- **QUESTIONS**:
• A. Translate this sentence from the text on the Carmelite rite into Spanish: After considering the question at its General Chapters of 1965, 1968 and 1971, the Order of Carmelites of the Ancient Observance (formerly styled "calced") decided in 1972 to abandon its traditional rite in favour of the Mass of Paul VI.
• B. Please copy the part of the text on the Carmelite rite between "For singing, the" and "24 October 1416.", inclusive.

- **EXCERPTED TEXT**:
-=-=-=-=-

Feasts of the order were first introduced towards the end of the fourteenth century – viz. the Commemoration (Scapular Feast) of 16 July appears first about 1386; Elisha prophet, and Cyril of Constantinople in 1399; St. Albert in 1411; St. Angelus in 1456. Owing to the printing of the first Breviary of the order at Brussels in 1480, a number of territorial feasts were introduced into the order, such as St. Joseph, the Ten Thousand Martyrs, the Division of the Apostle. The rapture of Elijah (17 June) is first to be found in the second half of the fifteenth century in England and Germany; the feast of the Prophet (20 July) dates at the earliest from 1551. Some general chapters, especially those of 1478 and 1564, added whole lists of saints, partly of real or supposed saints of the order, partly of martyrs whose bodies were preserved in various churches belonging to the Carmelites, particularly that of San Martino ai Monti in Rome. The revision of 1584 reduced the Sanctorale to the smallest possible dimensions, but many feasts then suppressed were afterwards reintroduced.

For singing, the Ordinal of 1312 allowed fauxbourdon, at least on solemn occasions; organs and organists are mentioned with ever-increasing frequency from the first years of the fifteenth century, the earliest notice being that of Mathias Johannis de Lucca, who in 1410 was elected organist at Florence; the organ itself was a gift of Johannes Dominici Bonnani, surnamed Clerichinus, who died at an advanced age on 24 October 1416.

== Current use ==
The Order of Discalced Carmelites was formally erected on 20 December 1593 by the Apostolic Constitution Pastoralis officii of Pope Clement VIII under its own Praepositus General, as such it had no formal relationship with the Carmelite rite. Although many of its early members had formerly been friars of the Province of Castille, still against the recommendations of St. John of the Cross who voted to keep the rite, the new order effectively eschewed the rite and adopted the Roman rite. The reason they gave was that the principles of the Tridentine liturgical reforms was the attempt to tidy up the particular rites of orders and primatial sees so that there was a greater conformity to Roman usage; this was not to stifle long-standing legitimate variation but to ensure that liturgy reflected theology (lex credendi, lex orandi).

After considering the question at its General Chapters of 1965, 1968 and 1971, the Order of Carmelites of the Ancient Observance (formerly styled "calced") decided in 1972 to abandon its traditional rite in favour of the Mass of Paul VI.

-=-=-=-=-

- **RECORDS PROVIDED**:
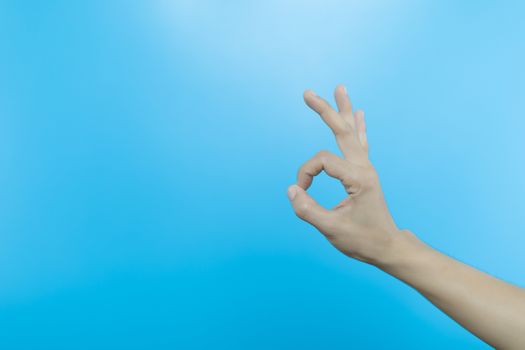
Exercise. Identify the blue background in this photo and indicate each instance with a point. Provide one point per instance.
(146, 148)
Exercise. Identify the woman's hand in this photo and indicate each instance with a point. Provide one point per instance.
(360, 225)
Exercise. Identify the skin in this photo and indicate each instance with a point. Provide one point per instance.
(362, 227)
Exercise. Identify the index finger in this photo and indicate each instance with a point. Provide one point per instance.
(327, 113)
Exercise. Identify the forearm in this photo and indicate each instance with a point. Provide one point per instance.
(488, 307)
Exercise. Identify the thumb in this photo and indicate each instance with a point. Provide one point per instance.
(306, 207)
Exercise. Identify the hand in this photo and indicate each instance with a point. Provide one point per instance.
(360, 226)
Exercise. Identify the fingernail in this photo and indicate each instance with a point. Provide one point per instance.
(292, 191)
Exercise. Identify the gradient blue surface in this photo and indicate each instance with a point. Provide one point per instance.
(146, 147)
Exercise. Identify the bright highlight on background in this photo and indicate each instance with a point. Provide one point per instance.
(146, 148)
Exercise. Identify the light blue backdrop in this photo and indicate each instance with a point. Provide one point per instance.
(146, 148)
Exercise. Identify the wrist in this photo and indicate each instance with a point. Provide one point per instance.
(404, 250)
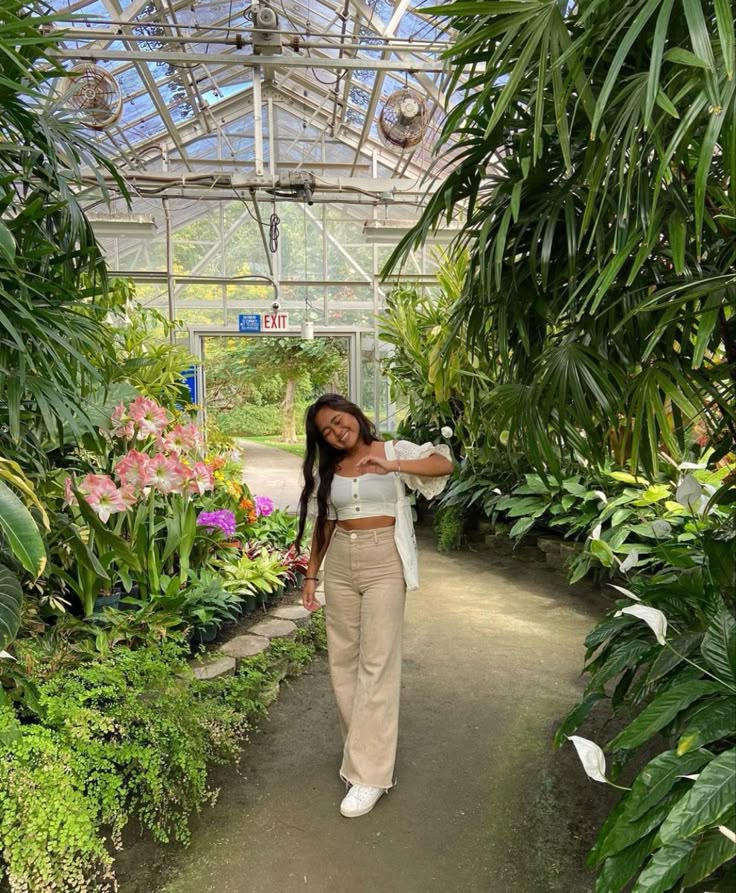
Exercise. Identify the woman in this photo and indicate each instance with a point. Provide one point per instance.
(357, 495)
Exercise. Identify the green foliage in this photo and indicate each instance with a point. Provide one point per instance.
(449, 526)
(665, 830)
(126, 735)
(257, 421)
(141, 353)
(277, 530)
(599, 289)
(51, 270)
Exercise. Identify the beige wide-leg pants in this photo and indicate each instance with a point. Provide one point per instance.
(364, 603)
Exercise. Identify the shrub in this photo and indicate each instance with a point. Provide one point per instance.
(448, 528)
(256, 421)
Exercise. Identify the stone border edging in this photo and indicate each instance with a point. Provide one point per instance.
(280, 622)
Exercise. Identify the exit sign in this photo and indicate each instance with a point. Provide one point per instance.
(263, 322)
(275, 322)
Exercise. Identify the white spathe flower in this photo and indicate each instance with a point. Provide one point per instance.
(653, 618)
(592, 758)
(661, 528)
(627, 564)
(627, 592)
(689, 492)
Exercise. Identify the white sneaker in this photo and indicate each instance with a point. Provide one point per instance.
(360, 799)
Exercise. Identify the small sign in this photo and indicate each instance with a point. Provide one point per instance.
(249, 322)
(275, 322)
(190, 378)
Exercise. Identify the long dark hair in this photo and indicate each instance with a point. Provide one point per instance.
(320, 453)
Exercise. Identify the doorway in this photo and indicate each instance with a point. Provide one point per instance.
(255, 383)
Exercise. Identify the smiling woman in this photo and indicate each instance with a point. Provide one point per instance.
(364, 532)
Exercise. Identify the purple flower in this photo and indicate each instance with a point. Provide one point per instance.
(264, 506)
(223, 519)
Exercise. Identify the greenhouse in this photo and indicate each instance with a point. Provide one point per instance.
(368, 446)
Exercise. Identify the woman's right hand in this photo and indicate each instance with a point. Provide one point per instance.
(309, 595)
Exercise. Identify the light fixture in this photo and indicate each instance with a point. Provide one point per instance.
(378, 232)
(132, 225)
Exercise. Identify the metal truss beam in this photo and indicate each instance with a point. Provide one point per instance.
(252, 61)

-=-=-=-=-

- **SOLUTIONS TO EACH TASK**:
• A. Tras examinar la cuestión en sus Capítulos Generales de 1965, 1968 y 1971, la Orden de los Carmelitas de la Antigua Observancia (antes llamados «calzados») decidió en 1972 abandonar su rito tradicional en favor de la Misa de Pablo VI.

• B.
For singing, the Ordinal of 1312 allowed fauxbourdon, at least on solemn occasions; organs and organists are mentioned with ever-increasing frequency from the first years of the fifteenth century, the earliest notice being that of Mathias Johannis de Lucca, who in 1410 was elected organist at Florence; the organ itself was a gift of Johannes Dominici Bonnani, surnamed Clerichinus, who died at an advanced age on 24 October 1416.